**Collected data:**
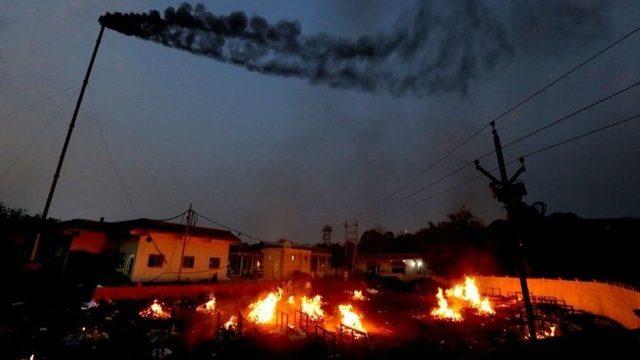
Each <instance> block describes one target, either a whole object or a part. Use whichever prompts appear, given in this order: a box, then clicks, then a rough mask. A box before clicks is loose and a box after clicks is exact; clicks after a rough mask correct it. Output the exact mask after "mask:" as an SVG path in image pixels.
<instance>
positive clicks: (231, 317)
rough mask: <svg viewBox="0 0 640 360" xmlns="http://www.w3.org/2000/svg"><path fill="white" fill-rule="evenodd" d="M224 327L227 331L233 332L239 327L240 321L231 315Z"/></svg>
mask: <svg viewBox="0 0 640 360" xmlns="http://www.w3.org/2000/svg"><path fill="white" fill-rule="evenodd" d="M223 326H224V328H225V329H227V330H233V329H235V328H236V327H237V326H238V319H237V318H236V316H235V315H231V317H230V318H229V320H228V321H227V322H226V323H224V325H223Z"/></svg>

**Assignment:**
The records above need retyping in full. Omit the pictures, and change nothing else.

**Response area:**
Each <instance> block describes one target, either a whole object or a part. Use whichever prompts appear, given in this order: a box, then clicks, then a rough mask. A box before clicks is loose and a box after clicks is exact; clicks after a rough mask correct it. Output the exact mask after "mask:" as an SVG path in image pixels.
<instance>
positive clicks: (231, 317)
rough mask: <svg viewBox="0 0 640 360" xmlns="http://www.w3.org/2000/svg"><path fill="white" fill-rule="evenodd" d="M224 327L227 331L233 332L239 327L240 321L231 315Z"/></svg>
mask: <svg viewBox="0 0 640 360" xmlns="http://www.w3.org/2000/svg"><path fill="white" fill-rule="evenodd" d="M223 326H224V328H225V329H227V330H233V329H235V328H236V327H237V326H238V319H237V318H236V316H235V315H231V317H230V318H229V320H228V321H227V322H226V323H224V325H223Z"/></svg>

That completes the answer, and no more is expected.